--- Input data Enclosed Below ---

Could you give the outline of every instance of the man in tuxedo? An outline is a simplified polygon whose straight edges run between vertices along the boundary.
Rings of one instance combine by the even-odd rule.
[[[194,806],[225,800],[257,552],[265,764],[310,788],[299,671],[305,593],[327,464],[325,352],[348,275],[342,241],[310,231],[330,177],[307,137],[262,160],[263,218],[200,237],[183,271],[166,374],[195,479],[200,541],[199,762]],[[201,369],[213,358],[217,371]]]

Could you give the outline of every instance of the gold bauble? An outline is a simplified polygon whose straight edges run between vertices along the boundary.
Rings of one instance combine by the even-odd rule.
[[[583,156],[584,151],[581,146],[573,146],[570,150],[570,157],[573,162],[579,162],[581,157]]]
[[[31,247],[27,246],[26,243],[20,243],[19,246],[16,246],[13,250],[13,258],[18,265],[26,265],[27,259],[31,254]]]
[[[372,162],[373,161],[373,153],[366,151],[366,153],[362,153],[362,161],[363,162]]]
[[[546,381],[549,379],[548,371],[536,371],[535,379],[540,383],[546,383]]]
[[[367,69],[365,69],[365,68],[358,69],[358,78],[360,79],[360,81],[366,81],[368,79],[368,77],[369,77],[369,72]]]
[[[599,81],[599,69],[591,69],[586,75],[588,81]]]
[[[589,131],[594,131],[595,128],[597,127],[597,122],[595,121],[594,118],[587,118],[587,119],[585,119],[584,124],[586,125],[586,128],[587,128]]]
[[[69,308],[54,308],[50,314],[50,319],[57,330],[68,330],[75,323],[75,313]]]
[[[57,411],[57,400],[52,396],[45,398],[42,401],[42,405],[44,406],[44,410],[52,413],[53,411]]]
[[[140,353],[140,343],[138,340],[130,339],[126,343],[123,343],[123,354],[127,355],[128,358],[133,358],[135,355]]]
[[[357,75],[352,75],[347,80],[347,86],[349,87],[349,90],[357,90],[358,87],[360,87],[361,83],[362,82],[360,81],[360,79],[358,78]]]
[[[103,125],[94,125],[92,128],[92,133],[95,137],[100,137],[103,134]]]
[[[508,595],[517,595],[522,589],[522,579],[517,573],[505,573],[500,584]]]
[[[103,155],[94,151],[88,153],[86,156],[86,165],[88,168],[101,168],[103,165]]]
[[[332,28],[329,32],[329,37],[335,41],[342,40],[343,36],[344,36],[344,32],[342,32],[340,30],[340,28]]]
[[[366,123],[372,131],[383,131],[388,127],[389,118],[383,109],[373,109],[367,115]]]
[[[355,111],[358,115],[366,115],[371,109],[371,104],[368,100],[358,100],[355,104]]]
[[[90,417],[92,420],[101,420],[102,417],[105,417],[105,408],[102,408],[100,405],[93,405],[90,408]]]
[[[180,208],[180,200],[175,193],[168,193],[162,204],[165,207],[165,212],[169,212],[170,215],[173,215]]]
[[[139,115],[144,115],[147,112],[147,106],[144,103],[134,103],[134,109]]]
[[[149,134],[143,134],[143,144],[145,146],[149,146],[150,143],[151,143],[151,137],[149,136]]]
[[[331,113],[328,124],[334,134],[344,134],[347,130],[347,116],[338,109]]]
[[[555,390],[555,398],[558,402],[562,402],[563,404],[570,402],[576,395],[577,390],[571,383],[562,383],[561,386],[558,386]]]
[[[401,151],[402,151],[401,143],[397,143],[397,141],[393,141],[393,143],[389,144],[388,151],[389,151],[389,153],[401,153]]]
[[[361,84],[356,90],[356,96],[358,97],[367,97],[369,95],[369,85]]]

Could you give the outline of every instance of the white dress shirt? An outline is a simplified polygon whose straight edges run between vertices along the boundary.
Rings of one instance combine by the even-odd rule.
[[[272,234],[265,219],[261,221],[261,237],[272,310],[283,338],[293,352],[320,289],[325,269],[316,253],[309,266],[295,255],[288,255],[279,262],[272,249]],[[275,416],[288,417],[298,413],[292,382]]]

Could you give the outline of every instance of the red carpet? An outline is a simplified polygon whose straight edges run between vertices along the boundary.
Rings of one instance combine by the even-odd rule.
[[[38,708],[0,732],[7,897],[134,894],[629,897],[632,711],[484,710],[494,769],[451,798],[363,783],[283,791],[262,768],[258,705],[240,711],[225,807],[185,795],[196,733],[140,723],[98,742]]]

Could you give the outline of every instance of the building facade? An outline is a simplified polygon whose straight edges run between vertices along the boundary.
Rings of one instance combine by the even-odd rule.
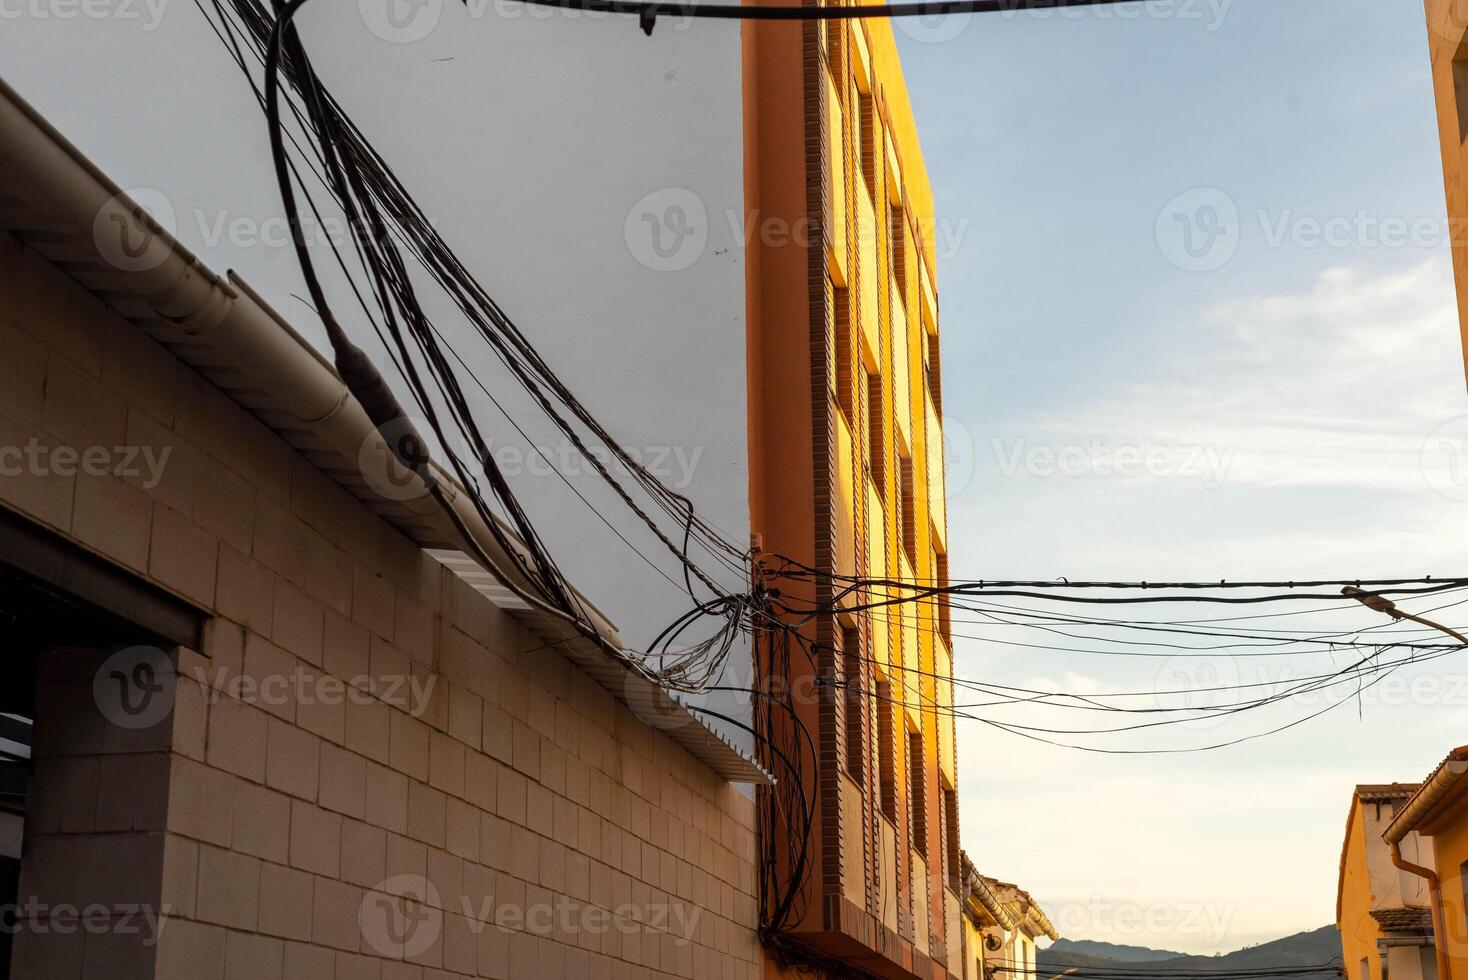
[[[964,980],[1036,976],[1036,940],[1060,934],[1030,893],[979,874],[961,858],[964,883]]]
[[[1468,5],[1462,0],[1424,0],[1424,6],[1452,237],[1453,277],[1458,286],[1463,364],[1468,374]]]
[[[24,152],[0,162],[20,189],[0,202],[0,325],[17,352],[0,446],[72,460],[69,475],[0,480],[21,542],[0,551],[0,584],[15,604],[64,600],[28,621],[34,677],[0,709],[0,748],[24,761],[0,772],[27,773],[0,820],[0,887],[29,910],[16,976],[965,974],[946,606],[861,608],[897,586],[840,595],[842,576],[948,575],[933,202],[890,27],[695,24],[646,42],[620,19],[573,26],[553,42],[514,20],[422,42],[442,46],[435,61],[553,80],[486,102],[495,125],[537,137],[496,137],[475,160],[511,192],[466,208],[435,201],[452,181],[415,181],[417,161],[399,173],[428,185],[449,241],[514,270],[490,282],[496,298],[534,311],[537,346],[609,428],[684,450],[698,465],[677,489],[748,536],[764,584],[819,610],[800,627],[809,657],[777,664],[755,644],[726,677],[755,703],[796,692],[790,724],[814,752],[786,785],[812,819],[758,826],[772,790],[731,784],[774,767],[738,731],[750,699],[719,696],[735,722],[719,731],[635,689],[467,561],[425,494],[364,475],[385,449],[312,349],[312,318],[287,323],[263,298],[290,308],[285,264],[227,240],[200,261],[182,214],[143,216],[6,90],[0,125]],[[666,70],[608,69],[645,44]],[[698,70],[680,76],[685,61]],[[576,97],[589,90],[622,108]],[[423,97],[383,85],[369,112],[410,115]],[[544,152],[566,133],[576,152]],[[170,154],[144,143],[108,159],[153,173]],[[178,200],[261,179],[222,144],[200,153]],[[483,234],[518,227],[551,229],[555,261]],[[608,309],[614,329],[588,331]],[[148,449],[156,481],[78,474],[104,446]],[[686,611],[678,583],[657,581],[677,569],[564,519],[570,494],[605,488],[562,475],[565,489],[526,495],[548,549],[610,633],[646,642]],[[35,548],[56,557],[20,563]],[[129,727],[159,678],[167,712]],[[803,872],[781,850],[797,835]],[[763,928],[786,887],[788,919]],[[52,928],[57,909],[93,905],[166,925]]]
[[[1468,977],[1468,746],[1454,749],[1405,800],[1382,837],[1426,892],[1441,977]],[[1411,853],[1413,838],[1427,846]]]
[[[887,22],[745,37],[746,215],[810,230],[747,253],[751,525],[766,574],[819,610],[812,656],[775,678],[820,692],[797,706],[819,758],[812,873],[778,939],[797,960],[961,976],[946,606],[843,588],[948,575],[932,193]],[[809,574],[782,577],[789,560]]]
[[[758,976],[751,760],[8,88],[0,142],[0,976]]]
[[[1357,786],[1346,817],[1336,891],[1341,962],[1350,980],[1437,977],[1426,884],[1392,859],[1382,833],[1416,791],[1415,784]],[[1431,861],[1431,842],[1409,835],[1409,861]]]

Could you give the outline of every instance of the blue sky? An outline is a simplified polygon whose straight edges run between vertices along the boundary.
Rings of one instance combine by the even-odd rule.
[[[268,216],[278,202],[259,118],[192,6],[175,8],[156,33],[7,19],[6,78],[122,186],[166,188],[180,214]],[[1468,469],[1454,470],[1461,453],[1442,447],[1468,445],[1468,397],[1420,7],[1119,9],[899,32],[938,216],[958,232],[939,267],[955,576],[1462,574],[1468,486],[1455,477]],[[431,89],[390,89],[396,79],[513,104],[513,79],[456,81],[472,35],[370,47],[353,25],[332,39],[344,59],[333,65],[356,73],[351,98],[425,107],[413,127],[398,113],[372,129],[405,172],[439,166],[423,148],[472,128],[426,108]],[[621,54],[669,91],[668,65],[682,73],[678,91],[697,83],[699,66],[678,61],[676,31],[645,44],[627,25],[543,26],[605,32],[605,71]],[[435,45],[454,43],[457,65],[426,67]],[[681,143],[670,130],[656,137],[656,155]],[[472,155],[454,159],[473,180]],[[452,179],[426,193],[459,186]],[[491,203],[471,200],[451,223],[472,227],[473,208]],[[620,250],[621,205],[613,217]],[[562,228],[561,241],[582,230]],[[285,250],[185,240],[217,269],[244,268],[309,329],[290,299],[299,283]],[[558,247],[530,246],[547,259]],[[517,288],[505,269],[495,267],[504,278],[491,277],[492,289]],[[1083,472],[1046,475],[1043,454],[1067,450],[1083,452]],[[1106,475],[1118,450],[1157,462],[1147,475]],[[1318,622],[1376,625],[1360,610]],[[972,640],[957,650],[965,676],[1046,689],[1301,671]],[[962,723],[965,847],[985,871],[1030,888],[1076,938],[1211,952],[1322,925],[1334,914],[1351,785],[1420,778],[1463,741],[1468,666],[1441,661],[1409,679],[1415,688],[1204,755],[1083,755]],[[1203,744],[1262,727],[1129,744]]]
[[[1428,437],[1461,439],[1468,398],[1421,7],[1133,10],[899,30],[937,212],[967,222],[939,266],[955,575],[1456,574],[1468,515]],[[1237,218],[1203,258],[1218,267],[1179,268],[1159,229],[1180,207],[1201,246],[1196,205],[1219,202]],[[1077,446],[1174,454],[1131,478],[1026,465]],[[1300,671],[972,640],[958,661],[1068,690]],[[1445,663],[1404,672],[1416,694],[1211,754],[1081,755],[960,723],[965,846],[1076,938],[1211,952],[1322,925],[1350,786],[1420,778],[1462,741],[1464,667]]]

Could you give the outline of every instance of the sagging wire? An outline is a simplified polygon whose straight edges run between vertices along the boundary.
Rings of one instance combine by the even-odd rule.
[[[230,8],[225,3],[231,4]],[[712,689],[721,676],[730,651],[743,632],[755,636],[757,649],[768,651],[772,669],[781,669],[782,659],[788,669],[791,633],[769,610],[767,599],[758,589],[749,593],[730,593],[689,556],[691,544],[714,554],[727,567],[747,569],[746,556],[732,542],[722,537],[717,528],[705,522],[694,511],[692,503],[680,494],[667,490],[641,464],[618,446],[610,435],[590,416],[571,393],[554,378],[508,318],[468,276],[456,257],[437,239],[406,191],[391,176],[386,164],[346,117],[340,106],[326,91],[311,68],[300,37],[292,23],[305,0],[276,2],[272,17],[256,0],[214,0],[218,24],[211,19],[216,33],[231,49],[237,64],[255,85],[248,70],[245,50],[253,50],[264,67],[263,89],[255,86],[256,95],[265,110],[270,130],[272,161],[280,185],[292,232],[298,263],[314,305],[332,344],[339,373],[349,389],[367,409],[393,455],[411,472],[419,474],[445,513],[450,515],[466,546],[475,552],[476,560],[496,574],[523,601],[535,608],[551,612],[571,623],[578,634],[598,642],[629,667],[664,689],[698,692]],[[202,9],[202,7],[201,7]],[[243,30],[236,30],[230,11]],[[207,11],[206,11],[207,16]],[[288,80],[297,99],[283,98],[281,79]],[[369,322],[391,352],[394,364],[402,373],[418,410],[427,419],[433,435],[444,447],[448,461],[464,488],[475,513],[495,536],[495,544],[514,564],[503,568],[494,556],[485,552],[464,526],[447,490],[433,478],[426,442],[408,421],[407,413],[392,395],[364,352],[347,336],[335,317],[325,289],[307,253],[301,215],[293,182],[301,182],[301,173],[286,148],[287,131],[283,124],[282,102],[288,106],[301,132],[307,137],[315,158],[312,168],[331,197],[346,215],[352,230],[352,244],[357,260],[368,276],[367,295],[352,283],[359,305]],[[298,153],[301,142],[294,134],[290,142]],[[310,161],[308,160],[308,165]],[[306,200],[314,213],[319,209]],[[564,586],[556,565],[535,533],[535,528],[519,507],[503,474],[499,471],[487,444],[480,436],[467,399],[458,384],[453,364],[445,353],[448,346],[423,311],[413,289],[411,278],[398,250],[403,243],[419,264],[454,298],[461,312],[474,323],[509,367],[522,386],[530,391],[537,405],[561,428],[582,455],[591,461],[600,475],[613,485],[623,502],[631,508],[672,551],[684,567],[684,585],[695,607],[663,631],[646,652],[612,649],[583,615],[580,601]],[[333,253],[336,254],[335,247]],[[347,268],[336,256],[344,273]],[[352,277],[348,274],[348,280]],[[380,325],[379,325],[380,319]],[[384,336],[385,334],[385,336]],[[461,370],[467,367],[457,352],[453,357]],[[477,380],[477,378],[476,378]],[[435,395],[446,404],[447,418],[438,409]],[[563,412],[564,410],[564,412]],[[648,492],[663,513],[676,519],[682,529],[683,547],[679,548],[652,516],[635,501],[620,482],[601,465],[580,433],[570,423],[574,418],[611,450],[612,458],[633,474],[634,482]],[[470,447],[478,474],[451,447],[450,427]],[[479,479],[489,487],[495,500],[510,516],[518,541],[500,529],[500,523],[479,491]],[[522,555],[521,547],[524,554]],[[517,581],[518,579],[518,581]],[[693,580],[697,579],[713,593],[713,598],[698,600]],[[680,647],[684,635],[698,624],[714,619],[719,628],[703,640]],[[756,699],[752,721],[746,725],[707,707],[690,706],[706,717],[751,732],[762,746],[762,756],[775,769],[776,782],[762,788],[761,806],[765,810],[766,828],[780,826],[778,841],[764,832],[766,866],[778,851],[778,873],[763,876],[762,931],[769,936],[782,932],[792,916],[803,914],[801,903],[807,895],[811,875],[810,840],[813,825],[811,803],[805,794],[808,776],[815,769],[815,744],[809,729],[795,706],[787,699]]]

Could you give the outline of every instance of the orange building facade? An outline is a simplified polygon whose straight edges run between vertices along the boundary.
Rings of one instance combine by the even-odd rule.
[[[1432,87],[1437,96],[1442,142],[1443,185],[1453,241],[1453,276],[1458,284],[1458,322],[1468,373],[1468,3],[1425,0]]]
[[[1437,944],[1437,975],[1468,978],[1468,746],[1448,753],[1382,833],[1387,846],[1408,852],[1413,838],[1428,845],[1404,870],[1428,896]]]
[[[798,710],[819,762],[811,874],[767,975],[790,955],[961,976],[947,613],[839,596],[842,576],[948,575],[932,192],[887,22],[752,23],[744,48],[751,528],[816,570],[772,585],[825,610],[814,662],[774,678],[817,692]]]
[[[1357,786],[1351,794],[1336,891],[1341,962],[1350,980],[1433,980],[1430,896],[1426,883],[1397,867],[1382,832],[1417,785]],[[1431,863],[1431,844],[1408,835],[1401,853]]]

--- End of Enclosed Input data ---

What is needed »
Among the entries, how many lines include the string "facade"? Please reply with only the number.

Exercise answer »
2